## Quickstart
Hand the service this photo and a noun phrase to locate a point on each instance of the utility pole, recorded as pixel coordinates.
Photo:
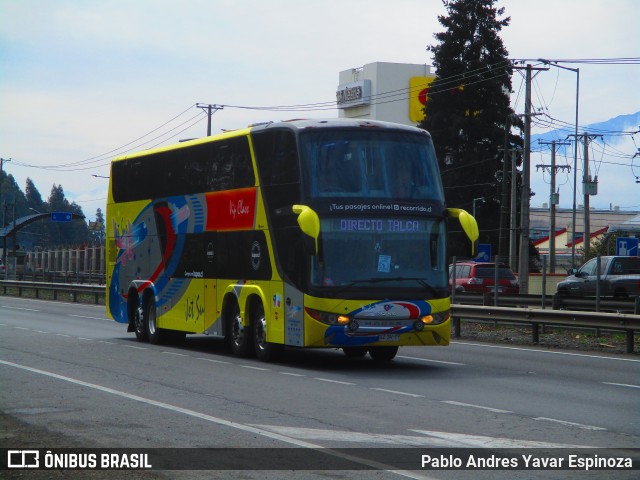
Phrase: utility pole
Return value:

[Exercise]
Each line in the listing above that contains "utility" should be copied.

[Task answer]
Hand the service this photo and a noun phrase to locate a point on each instance of the utility pole, recorded as pixel coordinates.
Phrase: utility pole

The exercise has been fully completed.